• **What to produce**:
Go through the records that follow and tally the lines with "target" in them; answer with the number alone.

• **Supplied entries**:
__________
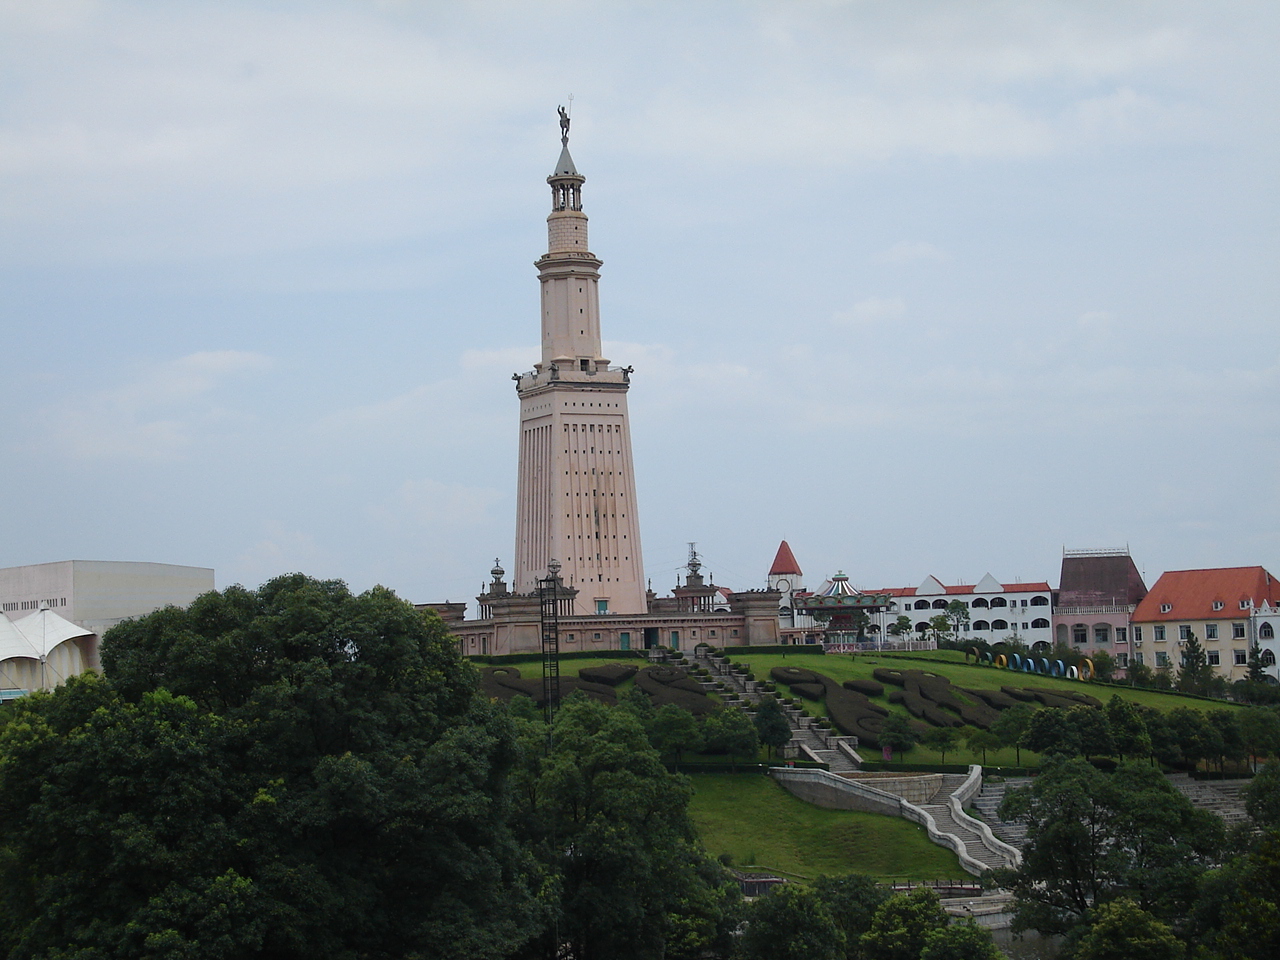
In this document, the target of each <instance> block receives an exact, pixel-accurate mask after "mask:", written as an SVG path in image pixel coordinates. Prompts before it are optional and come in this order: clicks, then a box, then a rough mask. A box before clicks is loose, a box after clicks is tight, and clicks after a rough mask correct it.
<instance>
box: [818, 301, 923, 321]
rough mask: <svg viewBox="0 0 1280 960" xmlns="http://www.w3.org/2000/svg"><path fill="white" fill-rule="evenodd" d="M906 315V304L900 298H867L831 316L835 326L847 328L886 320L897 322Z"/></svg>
mask: <svg viewBox="0 0 1280 960" xmlns="http://www.w3.org/2000/svg"><path fill="white" fill-rule="evenodd" d="M905 314H906V303H905V302H902V298H901V297H868V298H867V300H860V301H858V302H856V303H854V306H851V307H850V308H849V310H842V311H838V312H837V314H835V316H832V320H833V321H835V323H837V324H844V325H847V326H873V325H877V324H883V323H886V321H888V320H897V319H899V317H901V316H904V315H905Z"/></svg>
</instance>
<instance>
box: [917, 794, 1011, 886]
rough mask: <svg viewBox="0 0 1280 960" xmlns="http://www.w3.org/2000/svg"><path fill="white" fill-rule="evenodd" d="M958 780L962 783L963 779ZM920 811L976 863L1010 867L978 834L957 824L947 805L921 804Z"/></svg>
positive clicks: (964, 826)
mask: <svg viewBox="0 0 1280 960" xmlns="http://www.w3.org/2000/svg"><path fill="white" fill-rule="evenodd" d="M960 780H961V781H963V780H964V777H961V778H960ZM920 809H923V810H925V812H927V813H928V814H929V815H931V817H932V818H933V822H934V823H936V824H937V827H938V831H940V832H942V833H950V835H951V836H954V837H957V838H959V840H960V842H961V844H964V849H965V852H966V854H968V855H969V856H972V858H973V859H974V860H977V861H978V863H980V864H983V865H986V867H988V868H995V867H1009V865H1010V864H1009V860H1006V859H1005V858H1004V856H1000V855H998V854H996V852H995V851H992V850H988V849H987V846H986V844H983V842H982V835H980V833H978V832H977V831H974V829H972V828H970V827H968V826H966V824H964V823H957V822H956V819H955V817H952V815H951V808H950V806H948V805H947V804H945V803H942V804H922V805H920Z"/></svg>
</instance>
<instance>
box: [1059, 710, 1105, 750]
mask: <svg viewBox="0 0 1280 960" xmlns="http://www.w3.org/2000/svg"><path fill="white" fill-rule="evenodd" d="M1066 722H1068V724H1069V726H1070V727H1071V728H1073V730H1074V731H1075V737H1076V740H1078V741H1079V744H1080V751H1082V753H1084V754H1085V755H1088V756H1110V755H1111V754H1112V753H1115V745H1114V744H1112V741H1111V727H1110V724H1108V723H1107V714H1106V712H1103V710H1100V709H1098V708H1097V707H1087V705H1084V704H1082V705H1079V707H1069V708H1068V710H1066Z"/></svg>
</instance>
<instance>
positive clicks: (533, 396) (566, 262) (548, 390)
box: [513, 140, 648, 616]
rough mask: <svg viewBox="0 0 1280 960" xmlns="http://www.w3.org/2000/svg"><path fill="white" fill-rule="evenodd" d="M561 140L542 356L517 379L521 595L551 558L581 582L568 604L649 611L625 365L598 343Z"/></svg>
mask: <svg viewBox="0 0 1280 960" xmlns="http://www.w3.org/2000/svg"><path fill="white" fill-rule="evenodd" d="M562 142H563V150H562V152H561V157H559V161H558V163H557V165H556V170H557V172H556V173H554V174H552V175H550V177H548V178H547V182H548V183H549V184H550V187H552V212H550V215H549V216H548V218H547V238H548V244H547V246H548V250H547V253H545V256H543V257H540V259H539V260H538V276H539V280H540V284H541V297H540V301H541V303H540V307H541V334H543V360H541V362H540V364H539V365H538V366H536V367H535V369H534V370H532V371H531V372H527V374H524V375H518V376H517V378H516V380H517V384H516V390H517V393H518V394H520V468H518V480H520V485H518V490H517V507H516V573H515V584H513V588H515V590H516V591H517V593H529V591H532V590H536V589H538V581H539V580H540V579H543V577H545V576H547V564H548V562H549V561H552V559H557V561H559V562H561V564H562V566H561V577H562V580H563V581H564V582H566V584H568V585H571V586H573V588H576V589H577V599H576V600H575V604H576V605H575V613H577V614H580V616H582V614H595V613H599V612H602V611H603V612H608V613H622V614H637V613H644V612H645V611H646V605H648V604H646V595H645V589H644V562H643V558H641V554H640V524H639V518H637V516H636V490H635V470H634V466H632V462H631V433H630V428H628V426H627V389H628V387H630V372H631V371H630V367H628V369H626V370H620V369H609V362H608V360H605V358H604V357H603V356H602V353H600V310H599V294H598V291H596V285H598V282H599V266H600V261H599V260H596V259H595V256H594V255H593V253H591V252H590V250H589V248H588V243H586V215H585V214H584V212H582V209H581V186H582V183H584V182H585V178H584V177H582V175H581V174H579V173H577V170H576V169H575V166H573V160H572V157H571V156H570V154H568V143H567V140H566V141H562Z"/></svg>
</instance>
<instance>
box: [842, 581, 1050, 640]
mask: <svg viewBox="0 0 1280 960" xmlns="http://www.w3.org/2000/svg"><path fill="white" fill-rule="evenodd" d="M867 593H874V594H888V595H890V596H892V598H893V605H891V607H890V609H887V611H886V612H884V613H883V614H882V616H883V617H884V618H886V621H887V623H892V622H893V621H895V620H897V617H900V616H902V614H906V616H909V617H911V626H913V627H914V630H916V631H918V632H924V631H925V630H928V627H929V618H931V617H936V616H937V614H940V613H945V612H946V608H947V604H950V603H951V602H952V600H960V602H961V603H964V604H965V607H968V608H969V622H968V623H965V625H964V626H963V627H961V631H960V639H966V637H973V639H975V640H986V641H987V643H992V644H995V643H1000V641H1001V640H1015V639H1016V640H1019V641H1021V643H1024V644H1027V645H1028V646H1032V648H1034V646H1036V645H1037V644H1042V645H1043V646H1042V648H1041V649H1047V648H1050V646H1052V645H1053V626H1052V617H1053V591H1052V590H1050V586H1048V584H1047V582H1044V581H1034V582H1028V584H1001V582H1000V581H998V580H996V579H995V577H993V576H991V573H987V575H986V576H983V579H982V580H979V581H978V582H977V584H955V585H950V586H948V585H945V584H943V582H942V581H940V580H938V579H937V577H932V576H931V577H925V580H924V582H923V584H920V585H919V586H900V588H890V589H884V590H868V591H867Z"/></svg>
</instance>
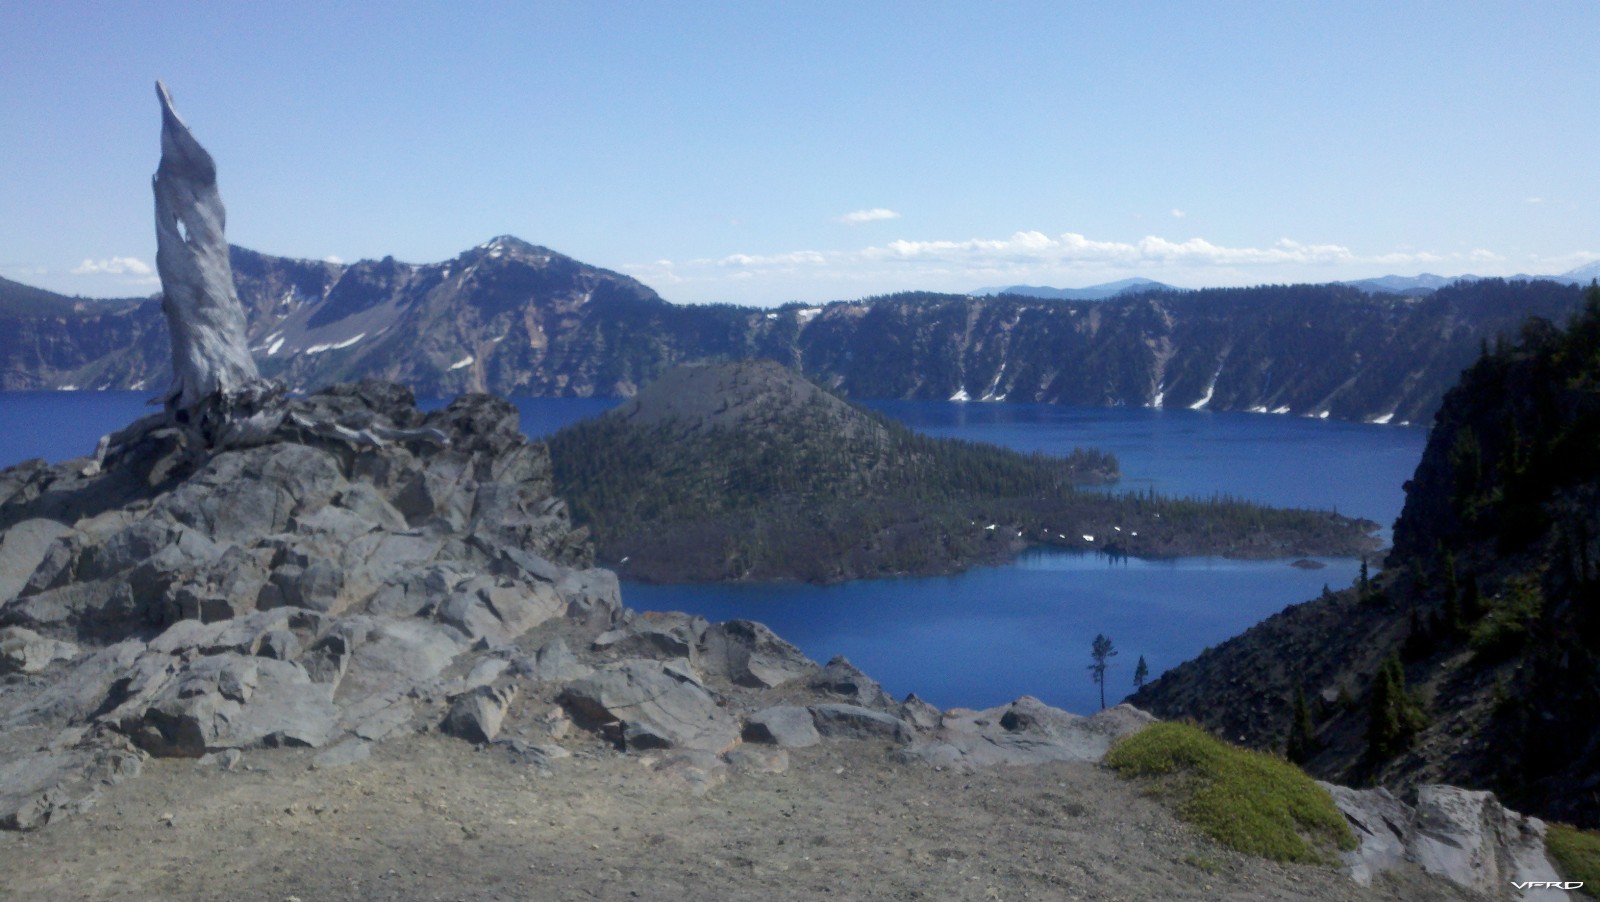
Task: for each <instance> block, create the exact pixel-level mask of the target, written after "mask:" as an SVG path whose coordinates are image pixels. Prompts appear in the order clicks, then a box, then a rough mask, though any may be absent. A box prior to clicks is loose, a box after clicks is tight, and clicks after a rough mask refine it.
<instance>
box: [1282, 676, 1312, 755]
mask: <svg viewBox="0 0 1600 902" xmlns="http://www.w3.org/2000/svg"><path fill="white" fill-rule="evenodd" d="M1315 753H1317V724H1315V723H1312V720H1310V705H1307V704H1306V688H1304V686H1301V684H1299V683H1296V684H1294V718H1293V720H1291V721H1290V740H1288V747H1286V748H1285V755H1288V760H1290V761H1294V763H1296V764H1304V763H1306V761H1307V760H1309V758H1310V756H1312V755H1315Z"/></svg>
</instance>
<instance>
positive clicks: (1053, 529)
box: [549, 360, 1378, 582]
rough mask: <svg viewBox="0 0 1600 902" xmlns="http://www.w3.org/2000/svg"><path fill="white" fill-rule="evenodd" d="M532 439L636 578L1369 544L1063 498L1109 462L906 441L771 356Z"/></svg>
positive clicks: (1374, 527)
mask: <svg viewBox="0 0 1600 902" xmlns="http://www.w3.org/2000/svg"><path fill="white" fill-rule="evenodd" d="M549 446H550V461H552V467H554V473H555V488H557V493H558V494H560V497H563V499H566V501H568V504H571V505H573V517H574V521H576V523H579V525H582V526H587V528H589V529H592V533H594V537H595V542H597V555H598V558H597V560H600V561H602V563H605V565H606V566H611V568H616V571H618V573H619V574H621V576H622V577H624V579H634V581H645V582H707V581H757V582H765V581H774V579H805V581H811V582H837V581H843V579H859V577H870V576H902V574H907V573H918V574H933V573H957V571H962V569H966V568H970V566H974V565H984V563H998V561H1003V560H1008V558H1011V557H1013V555H1014V553H1018V552H1019V550H1022V549H1024V547H1029V545H1040V544H1042V545H1053V547H1066V549H1075V550H1083V552H1104V553H1109V555H1142V557H1178V555H1226V557H1245V558H1250V557H1298V555H1357V553H1363V552H1371V550H1374V549H1376V545H1378V542H1376V539H1373V537H1371V536H1370V533H1371V531H1374V529H1376V528H1378V525H1376V523H1371V521H1357V520H1349V518H1346V517H1339V515H1336V513H1320V512H1310V510H1275V509H1269V507H1258V505H1253V504H1248V502H1238V501H1218V499H1213V501H1208V502H1202V501H1192V499H1189V501H1184V499H1170V497H1160V496H1155V494H1112V493H1102V491H1077V489H1075V486H1077V485H1082V483H1107V481H1115V480H1117V478H1118V469H1117V461H1115V459H1114V457H1110V456H1109V454H1102V453H1099V451H1090V449H1082V448H1078V449H1074V451H1072V454H1067V456H1062V457H1051V456H1045V454H1022V453H1019V451H1011V449H1008V448H997V446H994V445H986V443H976V441H962V440H955V438H933V437H928V435H922V433H917V432H912V430H910V429H907V427H906V425H902V424H899V422H894V421H893V419H890V417H885V416H882V414H877V413H874V411H869V409H866V408H861V406H856V405H851V403H850V401H845V400H842V398H838V397H835V395H832V393H829V392H826V390H822V389H821V387H818V385H816V384H814V382H811V381H808V379H806V377H805V376H802V374H800V373H795V371H794V369H789V368H786V366H779V365H778V363H774V361H771V360H744V361H734V363H698V365H685V366H674V368H672V369H667V371H666V373H662V374H661V377H659V379H656V381H653V382H650V384H648V385H645V387H643V389H642V390H640V392H638V395H637V397H634V398H632V400H629V401H624V403H622V405H619V406H616V408H613V409H611V411H610V413H606V414H603V416H598V417H594V419H587V421H582V422H578V424H574V425H570V427H566V429H563V430H562V432H557V433H555V435H552V437H550V440H549ZM1096 536H1098V539H1096Z"/></svg>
__________
• **Written answer**:
2